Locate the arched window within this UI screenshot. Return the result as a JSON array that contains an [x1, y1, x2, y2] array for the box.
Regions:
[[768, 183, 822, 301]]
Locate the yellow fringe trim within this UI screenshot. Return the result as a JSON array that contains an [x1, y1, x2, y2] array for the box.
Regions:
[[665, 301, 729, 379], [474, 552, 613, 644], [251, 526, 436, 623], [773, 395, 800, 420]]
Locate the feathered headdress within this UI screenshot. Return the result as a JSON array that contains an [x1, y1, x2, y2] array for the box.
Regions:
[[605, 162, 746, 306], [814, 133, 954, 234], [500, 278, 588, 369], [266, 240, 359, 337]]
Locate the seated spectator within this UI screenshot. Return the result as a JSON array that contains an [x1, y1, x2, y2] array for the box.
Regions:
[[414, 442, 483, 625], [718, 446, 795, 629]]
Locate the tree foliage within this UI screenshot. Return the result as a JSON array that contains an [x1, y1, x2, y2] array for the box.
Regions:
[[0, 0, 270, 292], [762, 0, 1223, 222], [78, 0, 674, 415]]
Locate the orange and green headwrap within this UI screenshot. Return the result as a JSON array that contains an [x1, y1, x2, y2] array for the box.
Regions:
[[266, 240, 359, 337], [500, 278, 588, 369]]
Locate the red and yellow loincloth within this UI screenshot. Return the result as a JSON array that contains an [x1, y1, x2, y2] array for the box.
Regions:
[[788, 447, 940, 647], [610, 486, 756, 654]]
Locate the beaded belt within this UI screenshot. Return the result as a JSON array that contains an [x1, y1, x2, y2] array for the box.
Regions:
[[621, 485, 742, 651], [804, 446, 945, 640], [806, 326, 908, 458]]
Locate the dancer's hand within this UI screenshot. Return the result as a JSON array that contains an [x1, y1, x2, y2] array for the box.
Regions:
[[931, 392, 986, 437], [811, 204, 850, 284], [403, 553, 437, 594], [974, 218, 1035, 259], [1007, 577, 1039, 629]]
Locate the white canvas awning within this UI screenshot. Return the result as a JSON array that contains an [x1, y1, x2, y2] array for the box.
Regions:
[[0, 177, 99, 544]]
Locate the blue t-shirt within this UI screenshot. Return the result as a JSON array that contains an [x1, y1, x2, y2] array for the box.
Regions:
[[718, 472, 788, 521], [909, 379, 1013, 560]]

--- --- ---

> **Task to complete**:
Reproduce the stretch of rows from the line containing "Locate the dancer's" through the line containing "577, 1039, 629]]", keeping the request text unchanged but adding 15 to every box coordinate in the answer. Give only those lines.

> **Output below**:
Locate the dancer's hand within this UI screenshot. Return the result as a JSON array that contains an [x1, y1, x2, y2] array for the box.
Regions:
[[946, 407, 1001, 452], [826, 219, 865, 299], [418, 568, 452, 609], [989, 233, 1050, 274], [1022, 592, 1054, 644]]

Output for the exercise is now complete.